══ TEXT PROVIDED ══

Suicide blast kills politician, 21 others

Sri Lanka
COLOMBO - A suicide blast in the north-central Sri Lankan town of Anuradhapura killed 22 people including an opposition leader who is a former army general, Sri Lankan police said today. "A suicide bomber went inside and exploded. My senior officer there said 22 people were killed and among the dead were Janaka Perera and his wife," Deputy Inspector General K.P.P. Pathirana said. Perera is a former army general who is the leader of the main opposition United National Party in North Central Province. (Reuters)

Kazakhstan
Ties are no threat to Russia, Rice says
ASTANA - US efforts to build closer ties to this energy-rich former Soviet republic are not meant to undermine Russian influence in Central Asia, Secretary of State Condoleezza Rice said yesterday. "We don't see any of this as a zero-sum game," she told reporters flying with her to the Kazakh capital from India. US gains need not mean Russian losses, she said. Later, at a news conference with Rice, Foreign Minister Marat Tazhin said his country's relationship with the United States was "stable" and had "strategic character." Kazakh ties with Russia, he said, are "excellent" and "politically correct." (AP)

═══
══ RAW DATA ══

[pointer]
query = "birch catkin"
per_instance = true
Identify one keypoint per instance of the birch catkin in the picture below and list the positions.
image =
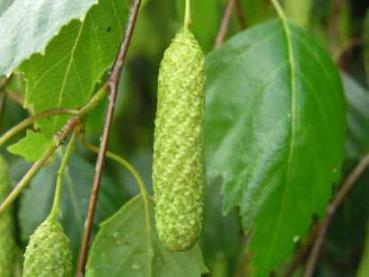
(178, 168)
(7, 240)
(48, 252)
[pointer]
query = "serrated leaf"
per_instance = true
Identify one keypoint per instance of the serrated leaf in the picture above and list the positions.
(127, 245)
(74, 62)
(275, 133)
(36, 201)
(31, 147)
(358, 118)
(26, 27)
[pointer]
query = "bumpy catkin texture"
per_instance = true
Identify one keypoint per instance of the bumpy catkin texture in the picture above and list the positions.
(178, 168)
(7, 240)
(48, 252)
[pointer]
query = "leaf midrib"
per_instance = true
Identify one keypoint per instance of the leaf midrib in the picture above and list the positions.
(291, 64)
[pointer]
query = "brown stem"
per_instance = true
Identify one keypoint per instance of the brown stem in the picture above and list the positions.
(113, 83)
(331, 210)
(224, 25)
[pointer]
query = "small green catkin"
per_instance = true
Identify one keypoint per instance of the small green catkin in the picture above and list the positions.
(178, 166)
(7, 239)
(48, 252)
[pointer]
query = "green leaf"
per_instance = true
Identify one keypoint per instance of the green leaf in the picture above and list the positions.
(31, 147)
(127, 245)
(37, 200)
(74, 62)
(275, 133)
(222, 235)
(358, 118)
(26, 27)
(299, 11)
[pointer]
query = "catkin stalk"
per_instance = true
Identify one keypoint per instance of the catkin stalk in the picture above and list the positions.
(7, 240)
(178, 167)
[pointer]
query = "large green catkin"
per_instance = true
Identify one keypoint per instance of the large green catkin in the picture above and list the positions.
(48, 252)
(7, 239)
(178, 166)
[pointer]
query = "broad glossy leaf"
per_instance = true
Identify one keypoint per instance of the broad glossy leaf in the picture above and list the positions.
(37, 200)
(74, 62)
(127, 245)
(358, 118)
(275, 134)
(221, 238)
(26, 26)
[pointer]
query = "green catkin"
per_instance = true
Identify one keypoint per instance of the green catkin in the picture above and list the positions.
(178, 167)
(7, 240)
(48, 252)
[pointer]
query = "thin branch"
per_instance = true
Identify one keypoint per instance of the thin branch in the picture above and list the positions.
(225, 23)
(113, 83)
(55, 210)
(124, 163)
(56, 142)
(331, 210)
(32, 119)
(15, 97)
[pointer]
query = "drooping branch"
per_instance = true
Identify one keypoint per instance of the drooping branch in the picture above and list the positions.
(341, 195)
(32, 119)
(113, 84)
(59, 137)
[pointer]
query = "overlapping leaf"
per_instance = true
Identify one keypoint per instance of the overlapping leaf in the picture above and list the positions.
(26, 26)
(358, 118)
(127, 245)
(275, 134)
(73, 63)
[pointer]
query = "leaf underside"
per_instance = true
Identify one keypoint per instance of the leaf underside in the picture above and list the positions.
(73, 63)
(127, 245)
(275, 133)
(26, 27)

═══

- _STATED EXERCISE 1_: In the news briefs, how did Foreign Minister Marat Tazhin describe Kazakhstan's ties with Russia?
- _STATED EXERCISE 2_: Please print the part of the news briefs that begins at the words "Suicide blast kills" and stops after the words "Central Province. (Reuters)".

- _FULL OUTPUT 1_: He called them "excellent" and "politically correct."

- _FULL OUTPUT 2_:
Suicide blast kills politician, 21 others

Sri Lanka
COLOMBO - A suicide blast in the north-central Sri Lankan town of Anuradhapura killed 22 people including an opposition leader who is a former army general, Sri Lankan police said today. "A suicide bomber went inside and exploded. My senior officer there said 22 people were killed and among the dead were Janaka Perera and his wife," Deputy Inspector General K.P.P. Pathirana said. Perera is a former army general who is the leader of the main opposition United National Party in North Central Province. (Reuters)